First, would you mind telling me about when you when and where you were born?
I was born on the November 27 1952, from an artist family of 4 generations painters and received an education in artistic happening.
So although you came from a family of painters did you go to art school?
After elementary school I had to make a choice. I studied Drawing and photoengraving from 1969 up until 1973. In 1974 I registered to the Royal Academy in Ghent which I had to leave later that year and went to work with the telephone company due to financial needs.

So what happened after the Royal Academy?
First, you must understand my background. I grew up in a very Christian rustic municipality, as a child of liberal parents I faced the antagonisms of our society, where the church ruled and my father gave me a free education. This was always done in the context of a peace movement which was propagated especially in the cold war period when the threat of nuclear weapons was real.
V-Growing up, other boys my age drowned themselves in football, cycle racing and went to the church on Sunday. I instead watched real horror on TV, taking place in the Belgian Congo and the Algerian fighting. During the time of the assassination of Kennedy and Nikita Chroesjtsjov (who tried to smack capitalism with its shoe through the table) a cold war began between the communist Eastern Bloc and the America’s discrimination worsened.

* **Raw records**:
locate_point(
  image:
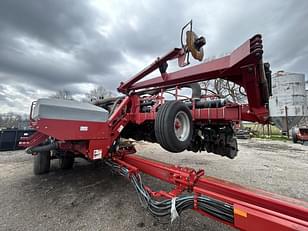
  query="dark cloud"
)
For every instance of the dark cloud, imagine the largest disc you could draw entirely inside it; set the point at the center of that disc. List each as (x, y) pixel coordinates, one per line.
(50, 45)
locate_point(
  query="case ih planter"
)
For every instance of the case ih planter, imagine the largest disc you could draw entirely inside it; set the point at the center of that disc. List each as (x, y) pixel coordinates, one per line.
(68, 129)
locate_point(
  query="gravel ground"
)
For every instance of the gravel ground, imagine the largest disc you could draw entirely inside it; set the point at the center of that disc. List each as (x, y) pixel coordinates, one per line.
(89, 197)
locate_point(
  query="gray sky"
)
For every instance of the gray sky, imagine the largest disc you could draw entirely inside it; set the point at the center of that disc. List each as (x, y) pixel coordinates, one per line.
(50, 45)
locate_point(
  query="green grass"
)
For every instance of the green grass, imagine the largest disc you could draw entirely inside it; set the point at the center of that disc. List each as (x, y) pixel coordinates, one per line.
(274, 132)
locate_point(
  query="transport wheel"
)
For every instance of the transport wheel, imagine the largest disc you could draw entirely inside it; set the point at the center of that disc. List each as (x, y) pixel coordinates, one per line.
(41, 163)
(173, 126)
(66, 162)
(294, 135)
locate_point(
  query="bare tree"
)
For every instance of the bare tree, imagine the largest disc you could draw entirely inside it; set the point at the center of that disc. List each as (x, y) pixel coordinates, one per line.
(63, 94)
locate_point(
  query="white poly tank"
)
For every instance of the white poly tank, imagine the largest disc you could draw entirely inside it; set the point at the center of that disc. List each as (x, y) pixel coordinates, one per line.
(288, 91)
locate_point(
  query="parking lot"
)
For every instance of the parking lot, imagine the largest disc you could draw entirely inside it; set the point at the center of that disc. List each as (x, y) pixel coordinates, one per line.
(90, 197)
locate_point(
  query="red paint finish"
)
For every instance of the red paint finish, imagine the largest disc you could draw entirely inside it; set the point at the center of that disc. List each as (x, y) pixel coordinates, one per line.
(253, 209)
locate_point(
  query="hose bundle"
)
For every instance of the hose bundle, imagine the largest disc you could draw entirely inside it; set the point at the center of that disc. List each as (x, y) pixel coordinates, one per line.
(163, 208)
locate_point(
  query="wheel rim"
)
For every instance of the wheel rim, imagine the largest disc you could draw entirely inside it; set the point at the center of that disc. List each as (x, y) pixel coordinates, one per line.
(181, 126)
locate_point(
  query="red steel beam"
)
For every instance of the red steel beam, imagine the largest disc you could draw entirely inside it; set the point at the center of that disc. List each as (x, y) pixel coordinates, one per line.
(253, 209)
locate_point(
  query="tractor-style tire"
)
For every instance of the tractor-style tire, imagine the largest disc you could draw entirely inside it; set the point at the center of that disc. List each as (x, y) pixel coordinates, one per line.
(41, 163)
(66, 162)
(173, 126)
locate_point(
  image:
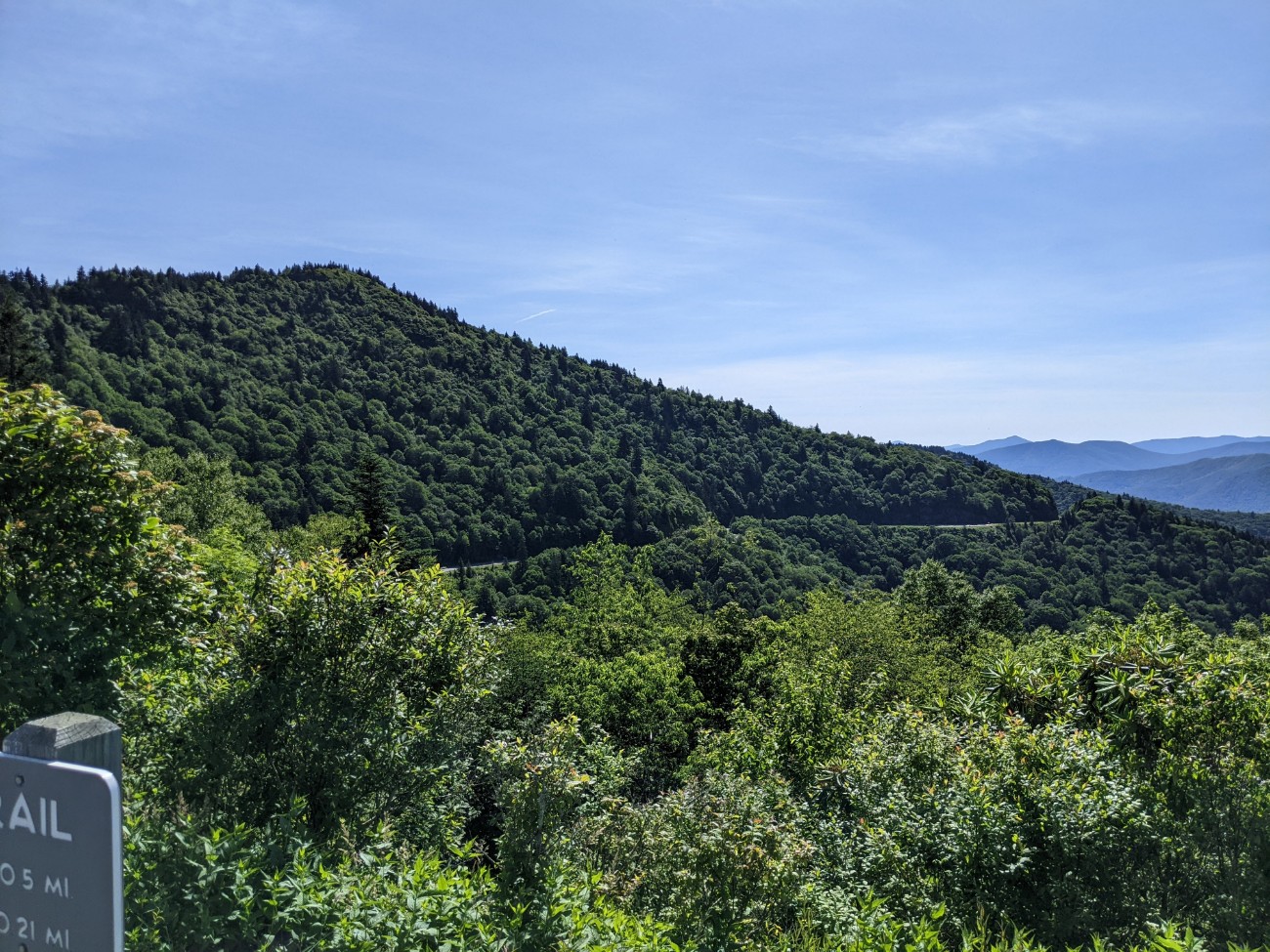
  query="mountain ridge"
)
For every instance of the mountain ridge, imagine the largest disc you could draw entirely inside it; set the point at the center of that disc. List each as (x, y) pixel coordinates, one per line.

* **Written task**: Decide whether each statement below agrees with the interview, answering yes or no and quoting the words from the interview that settle it. 1. The speaker studied drawing and photoengraving from 1969 until 1973. 2. The speaker remained at the Royal Academy in Ghent for several years. 3. The speaker's father gave the speaker a church-ruled upbringing.

* **Task answer**:
1. Yes: "I studied Drawing and photoengraving from 1969 up until 1973."
2. No: "In 1974 I registered to the Royal Academy in Ghent which I had to leave later that year"
3. No: "where the church ruled and my father gave me a free education."